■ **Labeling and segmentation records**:
━━━━━━━━━━

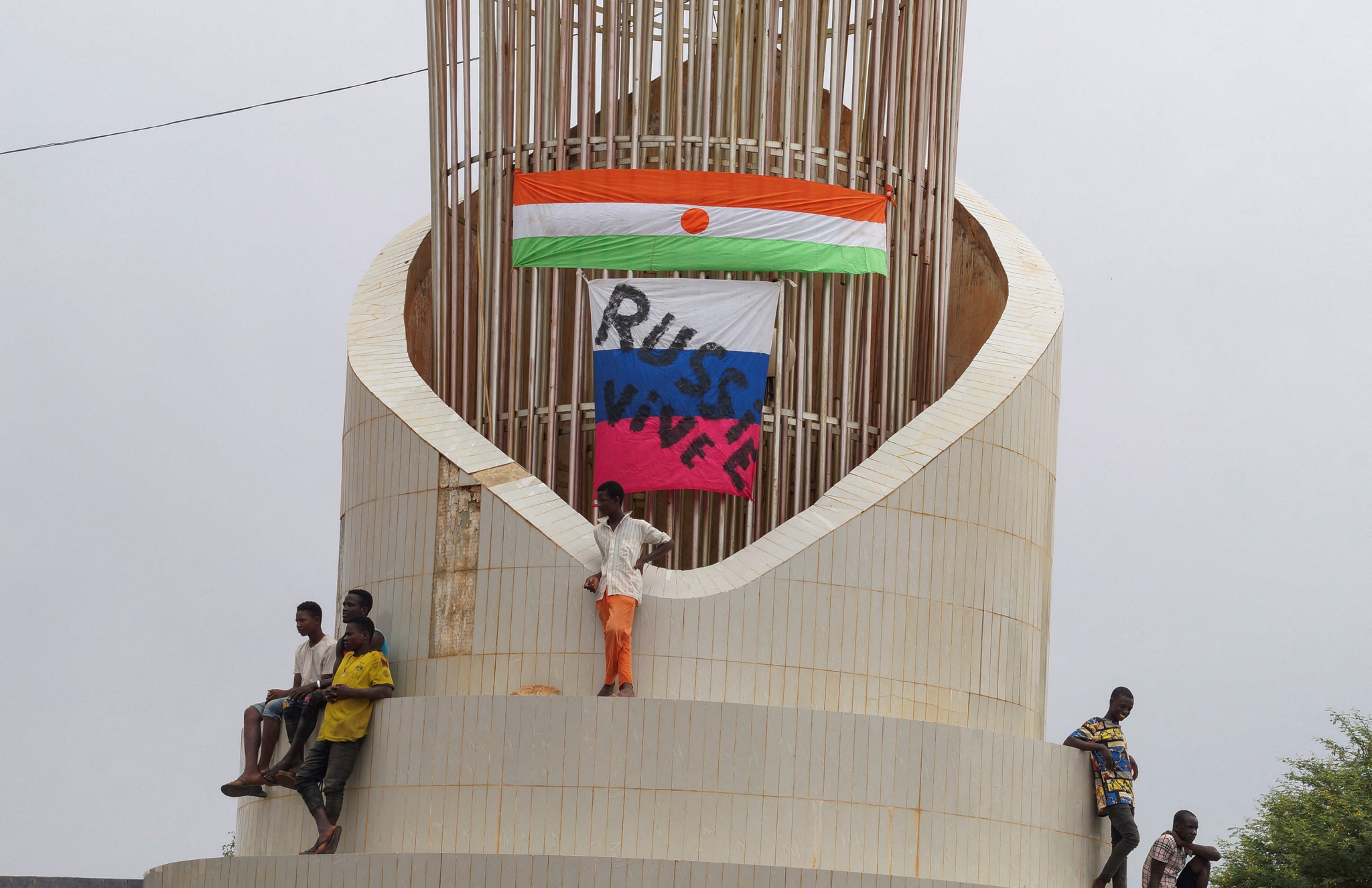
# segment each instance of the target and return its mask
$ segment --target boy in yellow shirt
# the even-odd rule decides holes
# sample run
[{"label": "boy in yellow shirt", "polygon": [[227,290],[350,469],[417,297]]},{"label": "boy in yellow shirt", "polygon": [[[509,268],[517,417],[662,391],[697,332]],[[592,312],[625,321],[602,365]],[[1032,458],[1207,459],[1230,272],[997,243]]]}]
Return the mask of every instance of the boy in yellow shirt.
[{"label": "boy in yellow shirt", "polygon": [[391,663],[380,651],[372,651],[375,633],[376,626],[366,616],[350,616],[343,623],[347,655],[333,670],[333,683],[324,689],[328,705],[320,718],[318,737],[295,773],[295,791],[320,829],[318,841],[300,854],[333,854],[338,848],[343,788],[357,764],[372,705],[395,693]]}]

━━━━━━━━━━

■ **DIRECTIVE**:
Can you give the material above again with every "instance" replaced by "occurrence" and everything else unchanged, leaving out the pictures?

■ **WRITTEN SOLUTION**:
# segment each occurrence of the target and return its mask
$ segment --target boy in yellow shirt
# the even-odd rule decides holes
# sample run
[{"label": "boy in yellow shirt", "polygon": [[227,290],[350,469],[417,297]]},{"label": "boy in yellow shirt", "polygon": [[[509,268],[517,417],[662,391],[697,332]],[[592,312],[625,321],[602,365]],[[1032,458],[1207,459],[1230,272],[997,243]]]}]
Return the mask of every occurrence of the boy in yellow shirt.
[{"label": "boy in yellow shirt", "polygon": [[391,663],[380,651],[372,651],[375,633],[376,626],[366,616],[350,616],[343,623],[347,655],[333,670],[333,683],[324,689],[328,705],[320,718],[318,737],[295,773],[295,791],[320,829],[318,841],[300,854],[333,854],[338,848],[343,788],[357,764],[372,705],[395,693]]}]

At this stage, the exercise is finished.